Instructions for the task:
When the word "staircase" shows up in a line of the records below, copy that line.

Data for review:
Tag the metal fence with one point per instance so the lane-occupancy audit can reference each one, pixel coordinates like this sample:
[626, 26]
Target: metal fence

==

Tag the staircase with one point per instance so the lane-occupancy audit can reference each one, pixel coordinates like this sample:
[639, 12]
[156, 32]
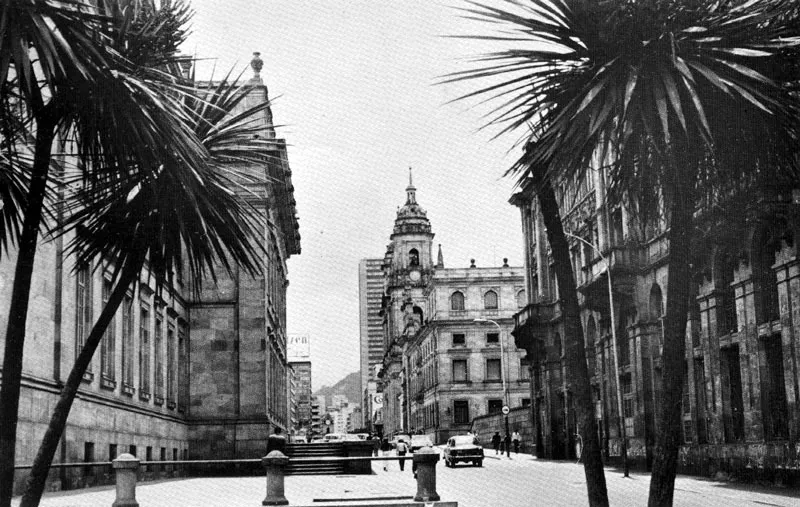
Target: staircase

Response to this exercise:
Tag the staircase with one point per instance so the lane-occupancy audit can reference each one, pixel coordinates like this sample:
Target: staircase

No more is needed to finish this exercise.